> [YOUR GOAL]: Copy out everything in the records from the line containing "Examine this interface and locate the carved ear." down to the line containing "[145,66,163,115]", changing "carved ear" to "sculpted ear" and leaving the rest unchanged.

* start *

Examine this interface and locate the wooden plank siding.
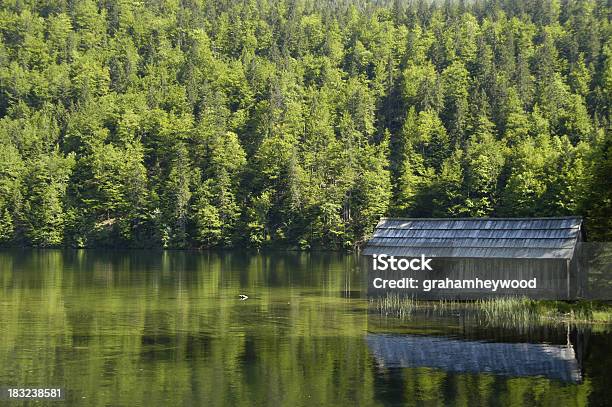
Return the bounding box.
[362,217,584,300]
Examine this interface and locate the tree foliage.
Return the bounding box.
[0,0,612,248]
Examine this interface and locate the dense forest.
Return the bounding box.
[0,0,612,249]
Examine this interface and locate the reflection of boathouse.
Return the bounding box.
[366,334,582,383]
[363,217,583,299]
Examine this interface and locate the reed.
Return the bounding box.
[370,293,612,326]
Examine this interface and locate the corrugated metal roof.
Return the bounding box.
[363,217,582,259]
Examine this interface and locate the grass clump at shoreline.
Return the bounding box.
[371,294,612,325]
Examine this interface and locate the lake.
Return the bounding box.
[0,250,612,406]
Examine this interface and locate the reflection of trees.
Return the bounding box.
[0,251,589,405]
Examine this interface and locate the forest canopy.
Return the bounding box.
[0,0,612,249]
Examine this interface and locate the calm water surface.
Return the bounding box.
[0,250,612,406]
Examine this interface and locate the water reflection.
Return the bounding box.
[367,334,582,383]
[0,250,612,406]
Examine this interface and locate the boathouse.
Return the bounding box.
[362,217,584,300]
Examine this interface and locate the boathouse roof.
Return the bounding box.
[363,217,582,259]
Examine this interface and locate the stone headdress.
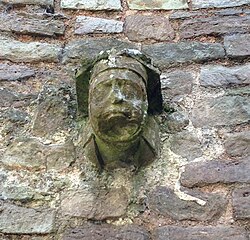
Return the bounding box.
[76,49,162,117]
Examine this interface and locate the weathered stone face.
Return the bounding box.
[76,49,162,169]
[89,69,148,142]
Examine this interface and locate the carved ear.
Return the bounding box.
[119,49,163,115]
[75,63,92,117]
[75,52,108,118]
[145,66,163,115]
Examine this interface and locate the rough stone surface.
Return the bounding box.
[224,131,250,157]
[2,0,54,6]
[61,0,121,10]
[224,34,250,58]
[149,187,227,221]
[0,183,35,203]
[0,39,61,62]
[32,97,69,137]
[3,108,30,123]
[1,138,75,171]
[191,96,250,127]
[161,70,194,99]
[200,64,250,87]
[0,204,55,234]
[180,16,250,38]
[166,111,188,132]
[192,0,250,9]
[0,88,18,107]
[0,64,35,81]
[232,187,250,220]
[154,225,248,240]
[128,0,188,10]
[181,158,250,187]
[169,10,204,19]
[75,16,123,35]
[63,38,137,63]
[142,42,225,69]
[170,131,202,161]
[0,14,65,37]
[124,15,174,42]
[62,224,150,240]
[61,188,128,220]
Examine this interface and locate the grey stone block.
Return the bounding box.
[62,224,151,240]
[142,42,225,69]
[0,14,65,37]
[0,204,55,234]
[75,16,123,35]
[2,0,54,5]
[153,225,248,240]
[200,64,250,87]
[180,16,250,38]
[149,187,227,221]
[125,15,175,42]
[181,158,250,187]
[61,0,122,10]
[0,39,62,62]
[191,96,250,127]
[63,38,137,63]
[224,34,250,58]
[232,186,250,220]
[0,63,35,81]
[224,131,250,157]
[192,0,250,9]
[128,0,188,10]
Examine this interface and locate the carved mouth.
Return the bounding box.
[99,112,140,141]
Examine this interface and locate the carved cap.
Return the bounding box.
[75,49,162,117]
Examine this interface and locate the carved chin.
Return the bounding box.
[95,113,141,142]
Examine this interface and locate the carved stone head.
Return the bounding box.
[89,56,148,143]
[77,50,162,168]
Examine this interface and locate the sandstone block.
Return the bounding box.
[0,14,65,37]
[224,34,250,58]
[75,16,123,35]
[200,64,250,87]
[61,0,122,10]
[0,39,62,62]
[224,131,250,157]
[0,63,35,81]
[0,204,55,234]
[181,158,250,187]
[128,0,188,10]
[149,187,227,221]
[2,0,54,6]
[61,188,128,220]
[154,225,248,240]
[63,38,137,63]
[232,187,250,220]
[142,42,225,69]
[192,0,250,9]
[125,15,174,42]
[170,131,202,161]
[180,16,250,38]
[191,96,250,127]
[62,224,148,240]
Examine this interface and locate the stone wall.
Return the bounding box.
[0,0,250,240]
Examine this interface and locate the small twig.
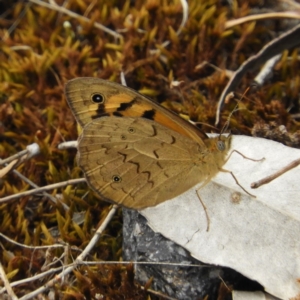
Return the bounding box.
[225,11,300,29]
[0,178,86,203]
[0,262,19,300]
[254,54,282,86]
[20,205,117,300]
[251,158,300,189]
[13,170,70,211]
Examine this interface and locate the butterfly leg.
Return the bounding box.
[196,190,210,231]
[251,159,300,189]
[225,150,265,163]
[220,169,256,198]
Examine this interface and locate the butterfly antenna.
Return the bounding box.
[220,86,251,136]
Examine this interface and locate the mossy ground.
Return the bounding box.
[0,0,300,299]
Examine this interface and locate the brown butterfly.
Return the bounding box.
[65,78,230,209]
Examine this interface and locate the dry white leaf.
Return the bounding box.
[141,136,300,299]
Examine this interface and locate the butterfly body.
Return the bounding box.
[66,78,230,209]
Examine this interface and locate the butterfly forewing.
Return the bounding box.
[65,77,207,145]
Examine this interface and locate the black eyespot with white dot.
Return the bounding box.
[128,127,135,133]
[112,175,122,183]
[91,93,104,104]
[217,140,226,151]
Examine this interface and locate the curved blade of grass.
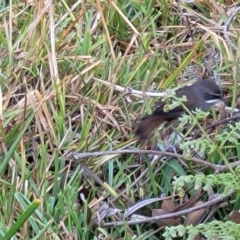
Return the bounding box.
[0,112,35,178]
[2,199,41,240]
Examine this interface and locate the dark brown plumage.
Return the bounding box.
[135,79,224,141]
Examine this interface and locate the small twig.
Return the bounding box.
[223,7,240,51]
[101,190,233,228]
[73,149,240,172]
[204,115,240,130]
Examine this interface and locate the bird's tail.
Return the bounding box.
[135,115,165,141]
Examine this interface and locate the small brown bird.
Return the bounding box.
[135,79,224,141]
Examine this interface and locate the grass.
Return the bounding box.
[0,0,240,239]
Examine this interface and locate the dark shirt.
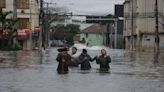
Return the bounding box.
[96,55,111,69]
[78,54,96,70]
[56,53,71,73]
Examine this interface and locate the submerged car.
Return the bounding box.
[50,40,64,47]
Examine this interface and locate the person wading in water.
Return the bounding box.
[96,49,111,72]
[78,49,96,70]
[56,48,71,74]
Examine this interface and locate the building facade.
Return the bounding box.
[0,0,39,49]
[123,0,164,51]
[80,24,107,46]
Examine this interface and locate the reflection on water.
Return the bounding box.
[0,46,164,92]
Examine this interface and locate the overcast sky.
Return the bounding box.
[44,0,124,15]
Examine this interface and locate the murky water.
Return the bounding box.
[0,47,164,92]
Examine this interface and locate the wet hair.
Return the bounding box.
[72,47,77,50]
[82,49,87,53]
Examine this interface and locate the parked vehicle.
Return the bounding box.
[50,40,64,47]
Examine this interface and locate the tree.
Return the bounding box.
[65,24,80,43]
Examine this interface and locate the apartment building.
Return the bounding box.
[0,0,39,49]
[124,0,164,51]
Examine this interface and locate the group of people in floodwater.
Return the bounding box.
[56,47,111,74]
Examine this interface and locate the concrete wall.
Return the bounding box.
[142,35,164,51]
[3,0,39,29]
[80,33,106,46]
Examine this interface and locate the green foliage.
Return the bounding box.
[79,38,86,43]
[12,43,23,50]
[117,38,124,46]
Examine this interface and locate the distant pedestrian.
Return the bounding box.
[96,49,111,72]
[78,49,96,70]
[69,47,78,67]
[56,48,71,74]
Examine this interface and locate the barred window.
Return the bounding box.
[18,18,29,29]
[16,0,29,9]
[0,0,6,8]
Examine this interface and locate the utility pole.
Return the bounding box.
[114,18,118,49]
[13,0,17,20]
[12,0,17,44]
[39,0,44,51]
[131,0,134,51]
[154,0,159,61]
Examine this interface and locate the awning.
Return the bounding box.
[34,27,40,32]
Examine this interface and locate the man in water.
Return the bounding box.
[56,48,71,74]
[69,47,78,67]
[96,49,111,72]
[78,49,96,70]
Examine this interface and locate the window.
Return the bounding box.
[18,18,29,29]
[0,0,6,8]
[85,33,88,38]
[16,0,30,9]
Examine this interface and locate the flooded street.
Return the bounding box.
[0,47,164,92]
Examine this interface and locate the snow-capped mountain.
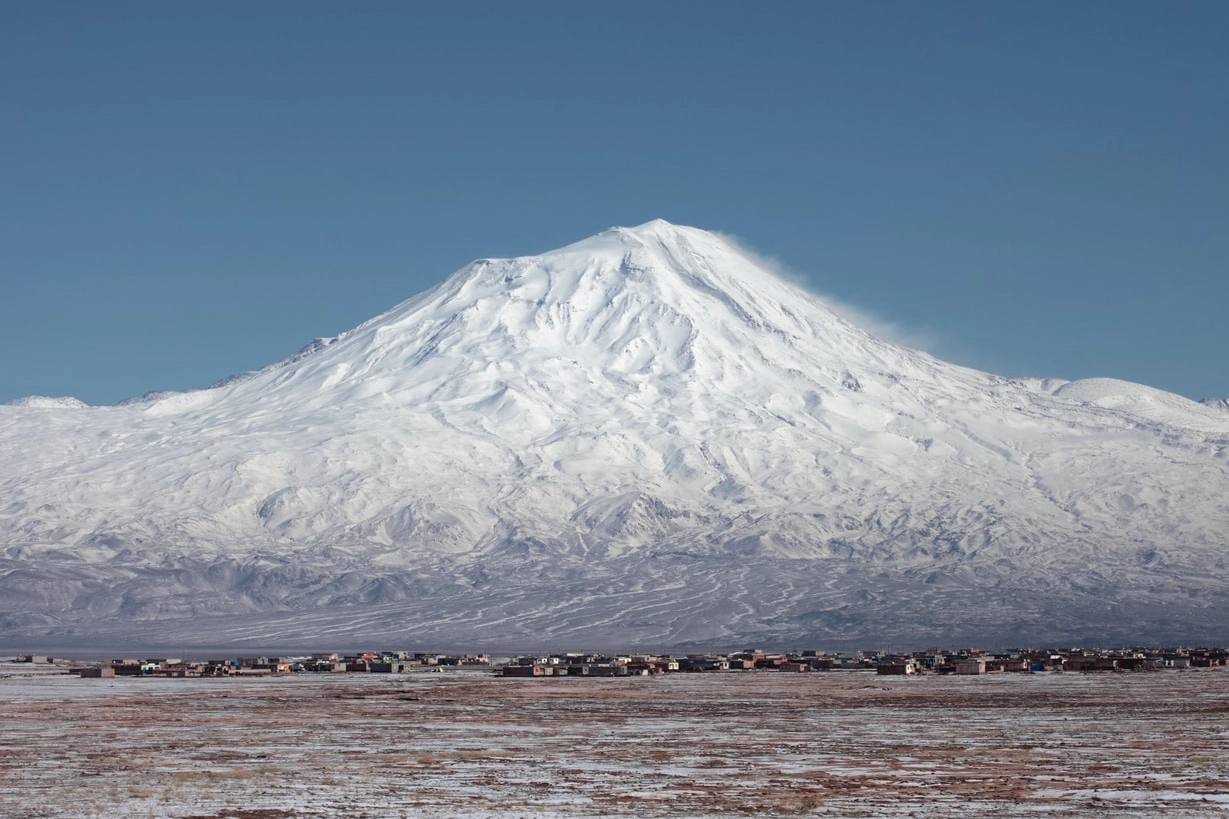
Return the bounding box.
[0,221,1229,647]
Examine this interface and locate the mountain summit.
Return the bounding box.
[0,221,1229,647]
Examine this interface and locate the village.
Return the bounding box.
[15,647,1229,679]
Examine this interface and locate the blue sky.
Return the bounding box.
[0,1,1229,403]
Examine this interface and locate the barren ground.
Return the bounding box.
[0,665,1229,819]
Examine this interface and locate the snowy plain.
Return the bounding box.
[0,665,1229,819]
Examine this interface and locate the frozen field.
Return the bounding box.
[0,665,1229,819]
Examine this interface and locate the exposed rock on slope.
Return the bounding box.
[0,221,1229,646]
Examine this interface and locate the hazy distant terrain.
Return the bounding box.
[0,221,1229,648]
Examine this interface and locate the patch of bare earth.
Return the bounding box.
[0,669,1229,819]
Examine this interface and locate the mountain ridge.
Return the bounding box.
[0,221,1229,644]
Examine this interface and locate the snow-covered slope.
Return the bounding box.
[0,221,1229,646]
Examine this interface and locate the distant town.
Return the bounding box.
[15,647,1229,679]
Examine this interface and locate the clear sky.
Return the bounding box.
[0,0,1229,403]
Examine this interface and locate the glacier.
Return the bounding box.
[0,220,1229,648]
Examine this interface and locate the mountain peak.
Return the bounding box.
[0,220,1229,644]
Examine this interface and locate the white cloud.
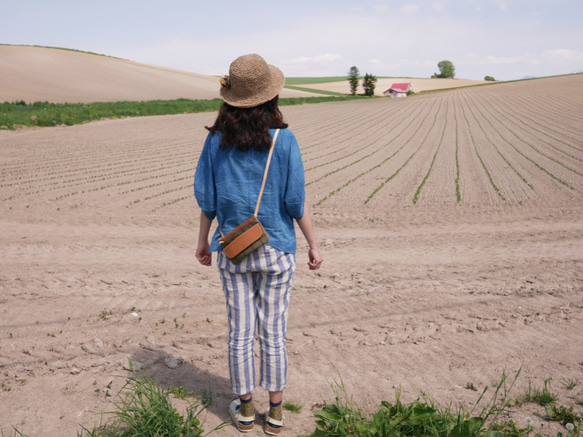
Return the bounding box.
[431,2,445,11]
[282,53,342,64]
[399,3,419,14]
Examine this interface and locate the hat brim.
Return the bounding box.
[221,64,285,108]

* end *

> [TASK RESPONSE]:
Examine this interface and locate the sculpted ear.
Return the bounding box.
[119,49,163,115]
[75,63,92,117]
[75,52,108,118]
[145,66,163,115]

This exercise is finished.